Given request A:
What does the game column state on each of these points?
(i) How often does the Update Night column appear?
(ii) What would the writer dress up as, taking lessons from the Hunger Games kid?
(iii) What did one particularly memorable opponent seem to be cosplaying as?

Document excerpt:
┏━━

Update Night is a new fortnightly column in which Rich McCormick revisits games to find out whether they've been changed for better or worse through ongoing development.

I had assumed that, were I trapped in a kill-or-be-killed nightmare future Battle Royale-type dealie, camouflage would be important. In a world where everyone very quickly gets their hands on some form of weapon, I’d want to take lessons from that Hunger Games kid and dress up as a rock, or — at the very least — find a nice pair of neutral khakis that would help me blend into the environment.

But the player-controlled murderers of H1Z1: King of the Kill [official site] don’t subscribe to that kind of wisdom. I’ve been killed by people in tie-dye leggings, by people in unicorn masks, and by one particularly memorable opponent who seemed to be cosplaying as a gorilla. They’ve killed me with luminous green shotguns and pearlescent assault rifles, and rather than pause to consider the emotional impact of taking another life, they’ve stood over my limp body, crotch-chopping like 1990s WWF wrestler.

┗━━

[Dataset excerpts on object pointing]
┏━━

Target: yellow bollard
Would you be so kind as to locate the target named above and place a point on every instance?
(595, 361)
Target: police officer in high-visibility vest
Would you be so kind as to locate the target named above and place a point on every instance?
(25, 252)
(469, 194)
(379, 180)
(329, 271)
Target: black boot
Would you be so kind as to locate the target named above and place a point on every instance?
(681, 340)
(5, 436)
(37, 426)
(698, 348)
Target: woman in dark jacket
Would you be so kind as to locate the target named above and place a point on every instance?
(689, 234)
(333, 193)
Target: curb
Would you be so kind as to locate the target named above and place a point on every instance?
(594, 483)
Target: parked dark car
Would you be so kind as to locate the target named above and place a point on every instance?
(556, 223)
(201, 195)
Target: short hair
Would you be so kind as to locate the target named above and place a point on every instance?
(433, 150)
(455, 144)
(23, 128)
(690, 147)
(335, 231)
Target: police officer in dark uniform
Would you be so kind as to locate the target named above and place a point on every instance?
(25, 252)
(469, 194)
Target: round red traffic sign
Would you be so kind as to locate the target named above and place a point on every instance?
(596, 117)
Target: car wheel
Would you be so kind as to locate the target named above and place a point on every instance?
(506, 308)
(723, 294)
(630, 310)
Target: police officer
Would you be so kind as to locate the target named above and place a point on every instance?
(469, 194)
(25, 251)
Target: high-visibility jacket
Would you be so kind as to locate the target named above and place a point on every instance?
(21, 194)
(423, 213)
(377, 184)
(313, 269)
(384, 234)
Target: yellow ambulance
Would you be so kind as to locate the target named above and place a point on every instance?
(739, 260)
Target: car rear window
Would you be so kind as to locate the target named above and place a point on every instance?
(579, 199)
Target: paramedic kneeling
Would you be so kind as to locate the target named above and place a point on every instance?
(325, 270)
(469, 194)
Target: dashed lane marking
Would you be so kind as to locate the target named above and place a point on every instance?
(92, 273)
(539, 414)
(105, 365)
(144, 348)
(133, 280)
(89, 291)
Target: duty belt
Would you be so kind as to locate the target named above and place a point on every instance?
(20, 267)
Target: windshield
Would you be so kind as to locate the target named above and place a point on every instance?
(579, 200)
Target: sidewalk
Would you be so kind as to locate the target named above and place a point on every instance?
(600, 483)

┗━━

Given request B:
Can you copy the records word for word, from the line containing "Target: duty belt" through the end of the records?

Complete answer A:
(i) Fortnightly.
(ii) A rock.
(iii) A gorilla.

Complete answer B:
Target: duty belt
Would you be so kind as to locate the target named above and place a point on every instance?
(20, 267)
Target: windshield
Would you be so kind as to locate the target named above and place a point on every instance?
(579, 200)
Target: sidewalk
Would you be so kind as to locate the target named above and place a point on every instance?
(600, 483)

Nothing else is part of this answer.